#### EXERCISE DATA
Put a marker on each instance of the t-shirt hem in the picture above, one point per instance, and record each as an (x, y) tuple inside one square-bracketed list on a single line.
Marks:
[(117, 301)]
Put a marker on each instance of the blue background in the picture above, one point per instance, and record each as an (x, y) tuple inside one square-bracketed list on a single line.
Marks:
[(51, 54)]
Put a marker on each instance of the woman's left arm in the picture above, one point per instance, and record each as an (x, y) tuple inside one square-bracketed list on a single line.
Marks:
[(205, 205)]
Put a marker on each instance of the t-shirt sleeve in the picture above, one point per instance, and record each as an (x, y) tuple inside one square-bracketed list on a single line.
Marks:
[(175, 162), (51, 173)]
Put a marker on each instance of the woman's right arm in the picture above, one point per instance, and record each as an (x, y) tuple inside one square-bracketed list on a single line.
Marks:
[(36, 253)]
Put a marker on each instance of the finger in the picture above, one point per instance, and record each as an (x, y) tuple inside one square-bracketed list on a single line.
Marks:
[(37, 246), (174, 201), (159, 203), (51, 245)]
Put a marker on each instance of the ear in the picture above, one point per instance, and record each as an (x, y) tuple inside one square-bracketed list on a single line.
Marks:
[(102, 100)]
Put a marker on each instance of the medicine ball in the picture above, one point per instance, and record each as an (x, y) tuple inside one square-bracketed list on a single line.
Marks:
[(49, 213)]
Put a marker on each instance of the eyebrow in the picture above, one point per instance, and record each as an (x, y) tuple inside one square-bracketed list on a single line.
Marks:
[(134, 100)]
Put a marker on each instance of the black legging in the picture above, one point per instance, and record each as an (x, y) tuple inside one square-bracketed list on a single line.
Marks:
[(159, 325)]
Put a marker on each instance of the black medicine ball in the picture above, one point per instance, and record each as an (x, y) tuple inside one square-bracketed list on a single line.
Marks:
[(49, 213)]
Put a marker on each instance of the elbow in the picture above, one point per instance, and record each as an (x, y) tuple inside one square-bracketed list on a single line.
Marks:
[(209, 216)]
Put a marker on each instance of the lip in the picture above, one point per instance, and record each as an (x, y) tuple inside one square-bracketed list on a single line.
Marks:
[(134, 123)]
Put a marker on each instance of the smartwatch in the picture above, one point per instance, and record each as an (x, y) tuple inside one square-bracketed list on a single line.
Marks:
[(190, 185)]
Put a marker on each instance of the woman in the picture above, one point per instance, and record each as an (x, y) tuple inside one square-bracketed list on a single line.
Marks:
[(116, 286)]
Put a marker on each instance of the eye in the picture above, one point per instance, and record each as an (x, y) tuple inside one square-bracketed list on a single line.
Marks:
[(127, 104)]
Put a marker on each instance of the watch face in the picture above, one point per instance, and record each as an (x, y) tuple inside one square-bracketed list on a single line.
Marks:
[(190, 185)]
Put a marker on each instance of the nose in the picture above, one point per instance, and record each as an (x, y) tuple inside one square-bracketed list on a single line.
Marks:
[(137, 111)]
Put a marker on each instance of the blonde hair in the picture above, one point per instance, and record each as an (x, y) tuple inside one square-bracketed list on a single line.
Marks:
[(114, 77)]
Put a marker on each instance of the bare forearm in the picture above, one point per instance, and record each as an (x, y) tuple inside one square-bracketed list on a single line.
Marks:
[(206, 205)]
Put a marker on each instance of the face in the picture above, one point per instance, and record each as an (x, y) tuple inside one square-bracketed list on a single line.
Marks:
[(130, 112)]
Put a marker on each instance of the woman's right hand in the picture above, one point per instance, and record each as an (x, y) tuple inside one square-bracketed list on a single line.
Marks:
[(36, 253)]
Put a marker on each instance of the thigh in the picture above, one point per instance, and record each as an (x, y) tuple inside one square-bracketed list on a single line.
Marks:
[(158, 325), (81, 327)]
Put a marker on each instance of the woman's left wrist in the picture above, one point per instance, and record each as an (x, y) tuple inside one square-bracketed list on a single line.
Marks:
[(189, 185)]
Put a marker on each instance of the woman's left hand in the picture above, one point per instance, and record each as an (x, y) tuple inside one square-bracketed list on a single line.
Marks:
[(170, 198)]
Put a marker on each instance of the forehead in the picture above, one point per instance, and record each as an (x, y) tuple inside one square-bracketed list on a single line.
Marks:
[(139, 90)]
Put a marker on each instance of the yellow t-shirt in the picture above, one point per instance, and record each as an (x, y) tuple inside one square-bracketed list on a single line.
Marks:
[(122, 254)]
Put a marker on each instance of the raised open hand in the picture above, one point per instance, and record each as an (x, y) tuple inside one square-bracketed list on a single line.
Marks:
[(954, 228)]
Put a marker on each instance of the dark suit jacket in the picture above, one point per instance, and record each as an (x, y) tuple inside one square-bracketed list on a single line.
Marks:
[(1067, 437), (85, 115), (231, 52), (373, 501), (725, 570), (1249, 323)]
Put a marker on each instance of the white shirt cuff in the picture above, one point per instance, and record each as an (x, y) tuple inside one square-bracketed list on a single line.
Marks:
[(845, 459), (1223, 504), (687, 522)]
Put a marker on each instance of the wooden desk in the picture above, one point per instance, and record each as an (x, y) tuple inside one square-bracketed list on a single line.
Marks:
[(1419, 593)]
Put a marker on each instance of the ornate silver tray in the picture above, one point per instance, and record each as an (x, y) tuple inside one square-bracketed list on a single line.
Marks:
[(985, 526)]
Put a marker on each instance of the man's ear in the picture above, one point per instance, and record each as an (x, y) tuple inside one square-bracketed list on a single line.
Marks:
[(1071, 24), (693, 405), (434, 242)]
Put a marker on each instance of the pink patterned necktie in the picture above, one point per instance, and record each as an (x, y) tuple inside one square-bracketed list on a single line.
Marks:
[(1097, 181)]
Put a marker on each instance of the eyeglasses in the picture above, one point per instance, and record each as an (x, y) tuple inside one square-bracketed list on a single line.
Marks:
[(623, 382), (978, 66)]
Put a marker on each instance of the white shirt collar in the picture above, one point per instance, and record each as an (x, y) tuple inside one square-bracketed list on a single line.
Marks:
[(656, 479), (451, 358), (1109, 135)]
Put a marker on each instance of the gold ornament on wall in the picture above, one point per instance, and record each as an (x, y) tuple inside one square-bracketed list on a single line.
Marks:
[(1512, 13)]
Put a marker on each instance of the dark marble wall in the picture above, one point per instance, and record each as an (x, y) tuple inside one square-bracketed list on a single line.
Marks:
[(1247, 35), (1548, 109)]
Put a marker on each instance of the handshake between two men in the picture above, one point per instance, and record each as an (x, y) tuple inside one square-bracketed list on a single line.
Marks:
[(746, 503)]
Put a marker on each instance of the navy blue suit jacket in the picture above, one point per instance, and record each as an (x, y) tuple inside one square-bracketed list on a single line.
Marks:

#### SHORT EXERCISE
Repeat the part of the data that opens with the line containing "Put a marker on each instance of the eyebrow" and closes with the line containing "[(134, 100)]". Include both of those lines.

#### ANSWER TO THIS EXERCISE
Put a marker on each instance of the eyebrow in the picture above, one point per instance, and record each as an (x, y) tuple inside one square-bracketed list on a single line.
Marks:
[(134, 100)]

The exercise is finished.